--- Problem to solve ---
Restate every record exactly as it is written, while omitting the pictures it holds.

--- Extracted entries ---
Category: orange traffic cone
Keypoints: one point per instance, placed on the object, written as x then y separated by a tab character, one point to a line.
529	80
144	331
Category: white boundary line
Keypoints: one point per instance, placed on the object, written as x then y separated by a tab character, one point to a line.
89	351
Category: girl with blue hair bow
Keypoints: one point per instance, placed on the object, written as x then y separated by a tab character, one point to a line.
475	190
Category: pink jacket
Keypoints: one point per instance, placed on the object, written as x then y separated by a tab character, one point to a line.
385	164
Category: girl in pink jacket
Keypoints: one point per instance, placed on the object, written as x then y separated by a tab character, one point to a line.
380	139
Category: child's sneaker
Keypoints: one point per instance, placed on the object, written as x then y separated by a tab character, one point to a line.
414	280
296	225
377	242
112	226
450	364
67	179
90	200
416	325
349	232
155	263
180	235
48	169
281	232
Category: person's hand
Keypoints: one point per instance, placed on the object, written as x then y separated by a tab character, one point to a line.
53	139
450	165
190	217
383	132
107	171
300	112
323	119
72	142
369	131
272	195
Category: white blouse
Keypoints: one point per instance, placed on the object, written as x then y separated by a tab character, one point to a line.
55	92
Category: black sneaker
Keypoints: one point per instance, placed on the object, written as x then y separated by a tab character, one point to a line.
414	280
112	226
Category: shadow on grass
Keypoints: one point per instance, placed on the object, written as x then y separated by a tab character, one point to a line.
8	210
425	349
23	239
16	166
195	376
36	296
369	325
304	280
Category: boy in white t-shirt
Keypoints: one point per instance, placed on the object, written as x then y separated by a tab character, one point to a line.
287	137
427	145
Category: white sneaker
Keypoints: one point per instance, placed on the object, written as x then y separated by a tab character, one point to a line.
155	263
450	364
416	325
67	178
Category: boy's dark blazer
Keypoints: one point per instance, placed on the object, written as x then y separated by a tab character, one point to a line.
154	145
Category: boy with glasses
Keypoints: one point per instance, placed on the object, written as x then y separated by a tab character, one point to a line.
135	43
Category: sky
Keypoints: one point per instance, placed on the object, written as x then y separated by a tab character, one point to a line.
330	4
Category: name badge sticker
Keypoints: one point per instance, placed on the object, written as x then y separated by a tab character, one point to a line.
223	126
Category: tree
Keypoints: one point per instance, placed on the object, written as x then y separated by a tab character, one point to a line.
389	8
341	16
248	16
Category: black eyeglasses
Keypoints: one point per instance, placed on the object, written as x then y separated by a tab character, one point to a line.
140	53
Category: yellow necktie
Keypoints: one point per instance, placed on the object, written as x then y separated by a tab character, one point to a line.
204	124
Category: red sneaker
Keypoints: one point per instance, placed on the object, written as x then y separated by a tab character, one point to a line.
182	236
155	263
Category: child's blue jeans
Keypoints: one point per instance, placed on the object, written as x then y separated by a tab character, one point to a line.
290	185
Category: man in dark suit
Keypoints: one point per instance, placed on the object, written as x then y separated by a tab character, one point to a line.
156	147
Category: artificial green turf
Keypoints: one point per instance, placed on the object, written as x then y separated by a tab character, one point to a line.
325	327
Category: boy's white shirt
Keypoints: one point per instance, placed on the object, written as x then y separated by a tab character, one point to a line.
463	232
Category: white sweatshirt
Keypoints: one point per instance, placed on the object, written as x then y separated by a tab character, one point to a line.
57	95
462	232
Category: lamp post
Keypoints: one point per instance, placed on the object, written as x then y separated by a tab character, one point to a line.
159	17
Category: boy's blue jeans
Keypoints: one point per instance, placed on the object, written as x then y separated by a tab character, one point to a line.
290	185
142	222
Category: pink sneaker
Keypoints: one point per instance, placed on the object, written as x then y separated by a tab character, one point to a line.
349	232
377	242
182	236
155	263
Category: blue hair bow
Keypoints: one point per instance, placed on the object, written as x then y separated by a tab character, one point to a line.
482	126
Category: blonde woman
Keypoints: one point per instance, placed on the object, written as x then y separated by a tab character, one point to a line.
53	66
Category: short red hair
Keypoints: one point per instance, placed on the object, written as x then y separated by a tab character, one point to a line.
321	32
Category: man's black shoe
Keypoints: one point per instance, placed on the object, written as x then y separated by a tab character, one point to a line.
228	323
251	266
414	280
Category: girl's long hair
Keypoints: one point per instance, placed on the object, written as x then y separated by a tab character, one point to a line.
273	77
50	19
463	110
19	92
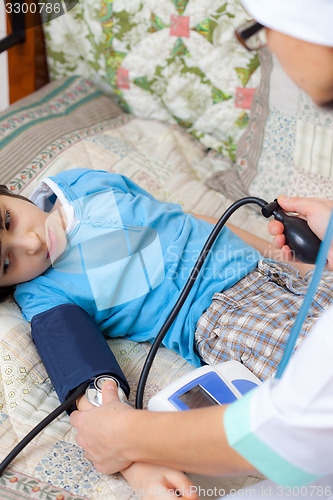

--- Worked solution ---
Category: orange traffic cone
Keypoints: one point per instance, placed on the object, written as x then y separated by a tab character, one point to a line.
529	80
144	331
Category: white boundary line
Keypoints: one point per instance, placed on the object, written as x then y separated by a tab character, one point to a line.
89	351
Category: girl with blue hair bow
Keypoints: one point per instance, placed on the object, written as x then y separated by a tab character, one point to a line.
475	190
Category: pink jacket
Keypoints: one point per instance, placed on the object, written as x then y separated by a tab character, one point to a line.
385	164
Category: girl in pink jacket
Keypoints: one point per instance, placed on the object, written as x then y separated by a tab character, one point to a line.
380	139
Category: child's sneaker
Keypoints: one point per instance, placed on the object, written as x then y separated by a tab character, one point to a line.
414	280
296	225
377	242
112	226
450	364
67	179
90	200
416	325
349	232
155	263
180	235
48	169
281	232
Category: person's hand
Keypoints: one point per instance, placed on the object, written as x then y separated by a tab character, one point to a line.
53	139
450	165
190	217
383	132
107	171
300	112
323	119
72	142
369	131
272	195
Category: white blouse
Keypoints: one point per instance, placed on the object, written as x then y separated by a tab character, one point to a line.
55	92
Category: black sneaker
Keypoints: one point per instance, placed on the object, written as x then y separated by a tab character, one point to a line.
414	280
112	226
Category: shadow on grass
Keypoints: one point per instance, placed on the object, written as x then y separated by a tab character, one point to a line.
8	210
425	349
23	239
16	166
195	376
36	296
369	325
304	280
Category: boy in white t-shirt
Keypoints: one point per instance, placed on the object, written as x then y separated by a tab character, one point to a line.
287	137
427	145
Category: white sneaker
Keypoints: one point per instance, placed on the object, written as x then y separated by a tab character, one point to a line.
155	263
450	364
416	325
67	178
Category: boy's dark blazer
Keypoints: one point per instance, placed on the object, written as x then y separated by a tab character, one point to a line.
154	145
Category: boy with glasses
Keypoints: one point per instance, placed on the object, written as x then y separated by a tab character, one point to a line.
135	43
Category: sky
Keypoints: one point per instance, placed on the object, written as x then y separated by a tab character, one point to a line.
330	4
Category: name badge sticker
Keypoints: one point per instance, placed on the object, written as x then y separated by a tab character, one point to a line.
223	126
Category: tree
Keypoints: one point per instance, placed on the object, written as x then y separated by a tab character, one point to a line.
389	8
341	16
248	16
Category: black eyeglasses
Keypoints: one point per instance, placed on the object, written as x then y separated by a tab character, one point to a line.
140	53
Category: yellow necktie
Keypoints: one point per instance, placed on the object, written as x then y separated by a tab character, one point to a line.
204	124
Category: red sneaker
Keypoints: one point per instance, placed on the object, written as x then y separated by a tab character, one point to a line.
182	236
155	263
Category: child's blue jeans
Keypoints: one point per instance, placed on the object, written as x then y separated by a tab character, one point to a line.
290	185
Category: man in dark suit
Keypoints: one point per instance, placed on the object, written as x then y separated by a tab character, one point to a line.
156	147
Category: artificial green turf
Keypoints: one point per instance, placed on the object, written as x then y separated by a tab character, one point to a line.
325	327
Category: boy's white shirt
Keypoints: one point per instance, placed on the object, written as x then y separated by a tab character, one point to a line.
463	232
Category: white sweatshirt
Keypoints: one point per instance, placed on the object, written as x then y separated by a tab character, one point to a line.
57	95
462	232
Category: lamp post
Keypoints: one point per instance, placed on the object, written as x then y separated by a tab character, one point to a line.
159	17
Category: boy's blue jeans
Keypoints: one point per instance, placed on the object, written as x then y separated by a tab character, one point to a line.
290	185
142	222
Category: pink sneaker
Keypoints: one point per instance, placed on the object, written as x then y separated by a tab character, one point to a line.
349	232
377	242
182	236
155	263
Category: blue hair bow
Keypoints: one point per instance, placed on the object, written as x then y separated by a tab character, one point to a line.
482	126
Category: blonde woman
Keypoints: one point per instance, placed on the object, written as x then y separated by a tab character, one point to a line.
53	66
Category: short red hair
Keypoints: one point per instance, placed on the object, written as x then y separated by a tab character, one point to a line.
321	32
Category: man's black shoe
Keypoints: one point per instance, placed on the object, written as x then y separated by a tab character, one point to a line.
228	323
251	266
414	280
Category: girl's long hair
Keypoints: one point per instance, placed on the object, written as x then y separated by a tab character, one point to a line.
273	77
50	19
463	110
19	92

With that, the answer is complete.